# [To do]
Gather each line of the data below that contains the string "tulip", and copy those lines in full without altering them.

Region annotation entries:
<<<<

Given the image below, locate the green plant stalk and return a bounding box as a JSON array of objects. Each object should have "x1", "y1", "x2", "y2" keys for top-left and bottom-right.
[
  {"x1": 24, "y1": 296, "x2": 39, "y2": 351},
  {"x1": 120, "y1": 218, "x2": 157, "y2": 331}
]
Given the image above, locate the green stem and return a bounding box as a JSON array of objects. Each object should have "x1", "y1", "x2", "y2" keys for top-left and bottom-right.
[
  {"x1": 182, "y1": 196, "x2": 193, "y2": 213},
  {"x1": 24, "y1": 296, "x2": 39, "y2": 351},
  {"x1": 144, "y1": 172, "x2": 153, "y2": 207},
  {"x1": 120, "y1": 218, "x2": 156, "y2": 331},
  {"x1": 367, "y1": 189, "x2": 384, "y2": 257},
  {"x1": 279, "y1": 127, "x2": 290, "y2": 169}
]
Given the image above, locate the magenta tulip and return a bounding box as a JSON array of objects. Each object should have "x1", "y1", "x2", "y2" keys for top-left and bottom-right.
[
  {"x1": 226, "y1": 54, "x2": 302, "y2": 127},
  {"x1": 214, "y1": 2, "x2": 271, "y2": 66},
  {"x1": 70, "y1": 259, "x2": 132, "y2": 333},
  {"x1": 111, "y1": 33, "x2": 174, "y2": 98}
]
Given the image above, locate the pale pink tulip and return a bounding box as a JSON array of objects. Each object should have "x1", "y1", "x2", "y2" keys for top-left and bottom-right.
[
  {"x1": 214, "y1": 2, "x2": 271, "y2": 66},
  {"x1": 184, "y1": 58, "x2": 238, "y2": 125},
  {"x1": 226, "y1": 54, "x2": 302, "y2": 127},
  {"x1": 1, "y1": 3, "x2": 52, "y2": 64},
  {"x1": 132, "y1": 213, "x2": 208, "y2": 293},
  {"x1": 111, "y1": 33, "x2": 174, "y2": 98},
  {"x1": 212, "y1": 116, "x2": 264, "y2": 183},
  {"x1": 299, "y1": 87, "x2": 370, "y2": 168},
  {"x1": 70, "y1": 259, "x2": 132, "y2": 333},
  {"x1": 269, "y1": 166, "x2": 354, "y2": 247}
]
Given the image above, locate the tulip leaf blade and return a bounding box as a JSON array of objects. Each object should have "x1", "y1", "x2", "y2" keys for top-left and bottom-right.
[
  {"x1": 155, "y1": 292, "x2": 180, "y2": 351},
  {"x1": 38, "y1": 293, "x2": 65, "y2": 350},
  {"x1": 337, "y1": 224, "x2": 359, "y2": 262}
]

>>>>

# [Answer in full]
Given the image above, locate the magenta tulip and return a bounding box as a JSON array of objects. Each object should have "x1", "y1", "x2", "y2" keys for top-left and bottom-right.
Given the image above, locate the pale pink tulip and return a bounding box as a JSON array of objects. Each object should have "x1", "y1", "x2", "y2" keys for top-left and bottom-right.
Given the image above, locate the tulip leaf blade and return a bounding box as a JSON array of objects. Each object should have "x1", "y1", "x2", "y2" keys for top-left and bottom-right.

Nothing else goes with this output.